## TASK PROMPT
Locate each line in the entries below that contains the string "facade", and copy those lines. Letter case must match.

## Records from a dataset
################

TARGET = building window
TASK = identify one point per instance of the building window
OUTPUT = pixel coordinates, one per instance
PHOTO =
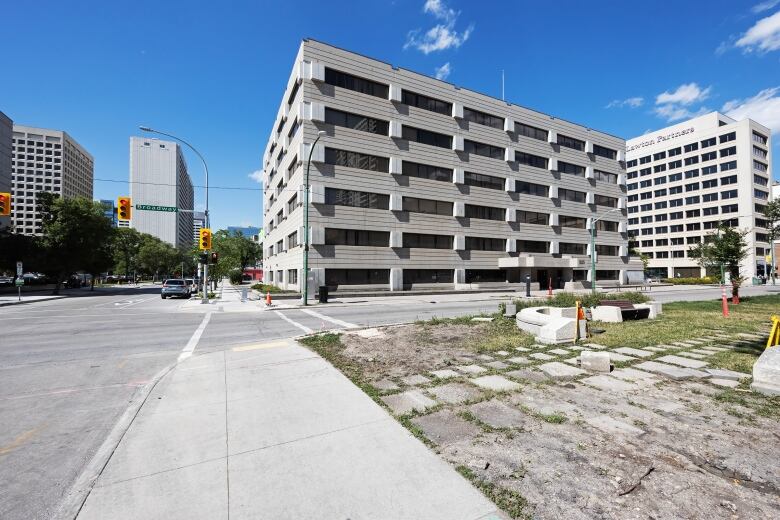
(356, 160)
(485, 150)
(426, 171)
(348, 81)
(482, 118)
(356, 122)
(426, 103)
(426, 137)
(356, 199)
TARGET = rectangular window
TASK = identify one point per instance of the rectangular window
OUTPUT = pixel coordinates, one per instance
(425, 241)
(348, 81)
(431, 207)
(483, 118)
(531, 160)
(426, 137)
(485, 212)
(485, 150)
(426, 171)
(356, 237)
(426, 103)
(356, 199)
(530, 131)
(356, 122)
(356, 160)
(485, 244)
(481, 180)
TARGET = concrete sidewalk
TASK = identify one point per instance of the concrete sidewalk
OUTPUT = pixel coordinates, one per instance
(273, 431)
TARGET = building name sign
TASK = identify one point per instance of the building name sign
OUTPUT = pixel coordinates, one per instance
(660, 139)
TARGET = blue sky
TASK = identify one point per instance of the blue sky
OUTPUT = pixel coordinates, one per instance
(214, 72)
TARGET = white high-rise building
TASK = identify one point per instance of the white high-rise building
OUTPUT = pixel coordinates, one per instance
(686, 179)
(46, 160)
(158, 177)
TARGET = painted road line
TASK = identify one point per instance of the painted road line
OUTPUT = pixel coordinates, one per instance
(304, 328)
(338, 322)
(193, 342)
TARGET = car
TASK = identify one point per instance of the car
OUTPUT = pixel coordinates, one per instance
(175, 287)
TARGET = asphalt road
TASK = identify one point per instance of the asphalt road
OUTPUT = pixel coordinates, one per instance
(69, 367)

################

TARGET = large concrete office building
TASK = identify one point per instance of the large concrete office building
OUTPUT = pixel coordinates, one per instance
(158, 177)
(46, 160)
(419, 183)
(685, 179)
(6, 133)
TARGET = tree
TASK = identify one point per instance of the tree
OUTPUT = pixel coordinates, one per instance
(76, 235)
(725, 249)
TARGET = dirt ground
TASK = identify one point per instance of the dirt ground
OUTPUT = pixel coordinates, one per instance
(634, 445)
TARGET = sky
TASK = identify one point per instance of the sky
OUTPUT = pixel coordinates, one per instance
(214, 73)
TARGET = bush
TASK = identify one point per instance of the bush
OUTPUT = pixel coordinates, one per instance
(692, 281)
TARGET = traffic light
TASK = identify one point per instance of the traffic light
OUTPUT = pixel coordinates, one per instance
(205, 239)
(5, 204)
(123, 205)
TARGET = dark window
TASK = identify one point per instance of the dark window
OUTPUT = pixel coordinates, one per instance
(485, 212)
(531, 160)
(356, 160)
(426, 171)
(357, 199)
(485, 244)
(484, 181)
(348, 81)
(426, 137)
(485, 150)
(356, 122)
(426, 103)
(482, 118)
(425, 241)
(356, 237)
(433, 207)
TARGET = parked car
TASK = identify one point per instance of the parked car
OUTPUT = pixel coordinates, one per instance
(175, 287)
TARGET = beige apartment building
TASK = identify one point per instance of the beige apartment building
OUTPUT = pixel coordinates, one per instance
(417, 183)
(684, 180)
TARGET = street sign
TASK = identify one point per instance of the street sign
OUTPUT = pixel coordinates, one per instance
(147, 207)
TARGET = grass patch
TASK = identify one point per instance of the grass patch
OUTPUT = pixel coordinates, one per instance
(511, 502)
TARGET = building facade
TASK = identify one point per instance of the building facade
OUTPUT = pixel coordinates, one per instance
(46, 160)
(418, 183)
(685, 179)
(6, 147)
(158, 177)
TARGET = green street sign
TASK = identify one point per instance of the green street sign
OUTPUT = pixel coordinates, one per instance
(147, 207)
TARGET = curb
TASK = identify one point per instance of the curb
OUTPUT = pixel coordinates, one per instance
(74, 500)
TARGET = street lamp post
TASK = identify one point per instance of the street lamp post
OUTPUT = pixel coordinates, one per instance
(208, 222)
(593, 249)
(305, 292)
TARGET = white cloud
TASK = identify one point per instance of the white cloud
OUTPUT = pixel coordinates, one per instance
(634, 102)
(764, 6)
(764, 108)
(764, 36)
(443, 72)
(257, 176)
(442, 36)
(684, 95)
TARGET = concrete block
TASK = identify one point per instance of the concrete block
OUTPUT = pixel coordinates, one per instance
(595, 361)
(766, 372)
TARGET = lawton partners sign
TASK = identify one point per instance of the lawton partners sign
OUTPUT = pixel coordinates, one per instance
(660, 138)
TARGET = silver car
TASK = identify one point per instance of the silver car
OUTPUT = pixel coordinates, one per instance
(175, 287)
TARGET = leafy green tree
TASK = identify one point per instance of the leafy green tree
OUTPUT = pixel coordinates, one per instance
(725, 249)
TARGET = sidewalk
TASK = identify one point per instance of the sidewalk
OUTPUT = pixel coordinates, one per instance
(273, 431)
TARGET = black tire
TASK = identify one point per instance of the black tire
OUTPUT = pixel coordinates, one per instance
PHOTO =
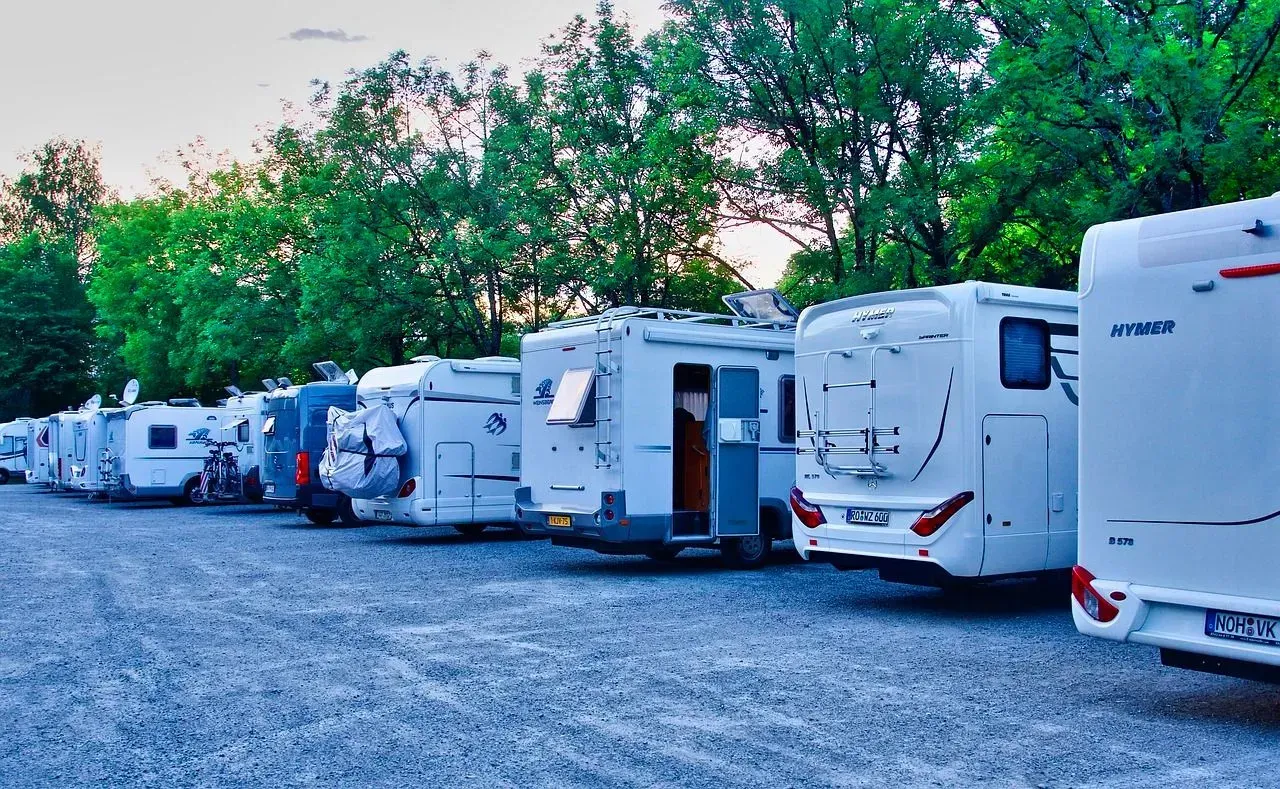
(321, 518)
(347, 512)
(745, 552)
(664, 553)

################

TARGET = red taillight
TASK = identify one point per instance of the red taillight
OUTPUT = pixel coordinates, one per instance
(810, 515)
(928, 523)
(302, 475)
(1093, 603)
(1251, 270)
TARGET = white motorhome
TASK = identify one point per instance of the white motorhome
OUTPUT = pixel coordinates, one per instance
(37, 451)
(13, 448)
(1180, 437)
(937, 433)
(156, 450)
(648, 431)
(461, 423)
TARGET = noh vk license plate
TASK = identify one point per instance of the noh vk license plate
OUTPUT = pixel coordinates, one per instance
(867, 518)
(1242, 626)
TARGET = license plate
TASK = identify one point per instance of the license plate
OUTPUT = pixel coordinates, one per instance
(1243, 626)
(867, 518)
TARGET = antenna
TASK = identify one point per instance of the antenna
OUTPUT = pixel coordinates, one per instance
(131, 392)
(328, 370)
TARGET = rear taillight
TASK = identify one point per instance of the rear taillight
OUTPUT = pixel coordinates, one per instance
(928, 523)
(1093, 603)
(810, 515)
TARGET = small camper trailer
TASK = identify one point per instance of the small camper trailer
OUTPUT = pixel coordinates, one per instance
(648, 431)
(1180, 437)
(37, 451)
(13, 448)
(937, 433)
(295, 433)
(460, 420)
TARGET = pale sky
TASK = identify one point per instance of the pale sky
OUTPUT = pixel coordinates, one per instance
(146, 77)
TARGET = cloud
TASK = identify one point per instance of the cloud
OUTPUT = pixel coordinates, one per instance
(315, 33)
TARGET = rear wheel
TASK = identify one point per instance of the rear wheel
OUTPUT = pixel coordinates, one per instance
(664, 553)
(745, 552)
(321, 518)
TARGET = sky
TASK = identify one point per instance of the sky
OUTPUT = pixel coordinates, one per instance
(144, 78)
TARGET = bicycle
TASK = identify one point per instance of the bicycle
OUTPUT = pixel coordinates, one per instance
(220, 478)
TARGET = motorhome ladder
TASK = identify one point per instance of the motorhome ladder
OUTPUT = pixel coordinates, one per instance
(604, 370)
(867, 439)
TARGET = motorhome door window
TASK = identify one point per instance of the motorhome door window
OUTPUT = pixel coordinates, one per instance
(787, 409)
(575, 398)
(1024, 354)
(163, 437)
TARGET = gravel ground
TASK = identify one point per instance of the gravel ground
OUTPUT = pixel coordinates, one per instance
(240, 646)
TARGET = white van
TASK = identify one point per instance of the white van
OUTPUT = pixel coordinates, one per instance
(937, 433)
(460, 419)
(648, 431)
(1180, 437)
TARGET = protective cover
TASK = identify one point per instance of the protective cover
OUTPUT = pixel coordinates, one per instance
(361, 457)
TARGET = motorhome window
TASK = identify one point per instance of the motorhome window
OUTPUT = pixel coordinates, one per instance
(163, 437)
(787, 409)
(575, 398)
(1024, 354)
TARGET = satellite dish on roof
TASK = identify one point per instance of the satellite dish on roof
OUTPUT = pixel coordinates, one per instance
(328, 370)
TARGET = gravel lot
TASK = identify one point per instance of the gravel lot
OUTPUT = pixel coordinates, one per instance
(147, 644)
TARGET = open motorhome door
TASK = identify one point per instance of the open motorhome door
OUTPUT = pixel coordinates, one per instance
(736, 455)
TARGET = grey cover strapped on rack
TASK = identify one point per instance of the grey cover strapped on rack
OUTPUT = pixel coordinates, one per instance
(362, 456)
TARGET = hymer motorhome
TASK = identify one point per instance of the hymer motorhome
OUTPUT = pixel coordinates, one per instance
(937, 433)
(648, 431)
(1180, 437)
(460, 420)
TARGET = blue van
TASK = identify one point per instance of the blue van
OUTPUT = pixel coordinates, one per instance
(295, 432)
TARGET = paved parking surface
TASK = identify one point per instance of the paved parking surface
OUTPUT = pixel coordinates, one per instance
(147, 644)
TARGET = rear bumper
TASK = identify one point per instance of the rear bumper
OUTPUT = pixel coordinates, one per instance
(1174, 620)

################

## TASK SOLUTION
TARGET = building facade
TASK = identify one point per instance of the building facade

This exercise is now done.